Stored dataset items:
__________________________________________________

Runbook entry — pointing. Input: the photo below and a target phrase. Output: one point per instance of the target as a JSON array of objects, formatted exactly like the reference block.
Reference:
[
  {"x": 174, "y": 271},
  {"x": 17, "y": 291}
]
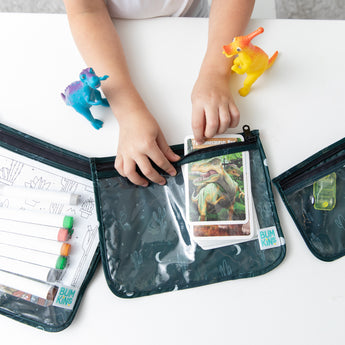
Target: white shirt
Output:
[{"x": 141, "y": 9}]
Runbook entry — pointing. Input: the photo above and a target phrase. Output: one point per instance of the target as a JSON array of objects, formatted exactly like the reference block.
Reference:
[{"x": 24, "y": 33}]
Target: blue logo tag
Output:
[
  {"x": 65, "y": 297},
  {"x": 268, "y": 238}
]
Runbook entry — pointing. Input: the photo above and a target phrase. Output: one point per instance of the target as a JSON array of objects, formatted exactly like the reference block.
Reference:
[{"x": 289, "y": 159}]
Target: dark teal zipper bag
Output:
[
  {"x": 313, "y": 192},
  {"x": 145, "y": 245}
]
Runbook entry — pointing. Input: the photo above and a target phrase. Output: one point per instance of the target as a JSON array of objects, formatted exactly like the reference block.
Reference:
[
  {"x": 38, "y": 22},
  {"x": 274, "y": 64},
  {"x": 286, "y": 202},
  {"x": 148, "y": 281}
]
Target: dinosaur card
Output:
[{"x": 218, "y": 198}]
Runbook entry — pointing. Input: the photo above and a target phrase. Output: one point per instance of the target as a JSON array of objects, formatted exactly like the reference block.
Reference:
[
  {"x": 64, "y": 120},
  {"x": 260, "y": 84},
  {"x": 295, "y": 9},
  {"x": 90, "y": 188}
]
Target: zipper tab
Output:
[{"x": 248, "y": 136}]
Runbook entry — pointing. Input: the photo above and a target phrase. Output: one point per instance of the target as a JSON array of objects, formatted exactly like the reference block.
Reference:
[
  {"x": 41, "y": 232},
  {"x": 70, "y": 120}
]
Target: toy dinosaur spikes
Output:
[{"x": 250, "y": 59}]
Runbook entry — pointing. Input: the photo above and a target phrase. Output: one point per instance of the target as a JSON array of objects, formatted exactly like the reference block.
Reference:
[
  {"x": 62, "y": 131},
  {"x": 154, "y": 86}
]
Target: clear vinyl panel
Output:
[{"x": 146, "y": 243}]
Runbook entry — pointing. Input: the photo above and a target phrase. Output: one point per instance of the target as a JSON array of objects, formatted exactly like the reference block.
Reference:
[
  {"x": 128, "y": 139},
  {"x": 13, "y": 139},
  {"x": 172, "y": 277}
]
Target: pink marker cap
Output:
[{"x": 63, "y": 235}]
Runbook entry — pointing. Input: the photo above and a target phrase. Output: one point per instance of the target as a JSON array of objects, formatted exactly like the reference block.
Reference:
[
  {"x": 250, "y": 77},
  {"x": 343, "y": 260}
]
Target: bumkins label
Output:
[
  {"x": 65, "y": 297},
  {"x": 268, "y": 238}
]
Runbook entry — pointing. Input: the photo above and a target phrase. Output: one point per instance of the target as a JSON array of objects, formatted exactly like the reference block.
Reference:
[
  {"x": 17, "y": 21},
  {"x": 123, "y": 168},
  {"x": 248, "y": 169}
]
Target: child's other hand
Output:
[
  {"x": 214, "y": 109},
  {"x": 140, "y": 139}
]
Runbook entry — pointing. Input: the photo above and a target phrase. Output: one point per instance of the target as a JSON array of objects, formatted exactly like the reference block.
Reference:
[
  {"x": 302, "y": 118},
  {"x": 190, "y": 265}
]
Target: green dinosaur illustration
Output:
[{"x": 216, "y": 189}]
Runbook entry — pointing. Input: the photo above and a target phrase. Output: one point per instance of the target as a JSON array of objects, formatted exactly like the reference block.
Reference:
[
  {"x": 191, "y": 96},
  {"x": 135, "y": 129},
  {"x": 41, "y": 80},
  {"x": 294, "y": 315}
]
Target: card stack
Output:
[{"x": 219, "y": 206}]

__________________________________________________

### Instructions for the task
Can you show every line of the listing above that contains the word "zipper"?

### Written reply
Target: dark teal zipper bag
Target: zipper tab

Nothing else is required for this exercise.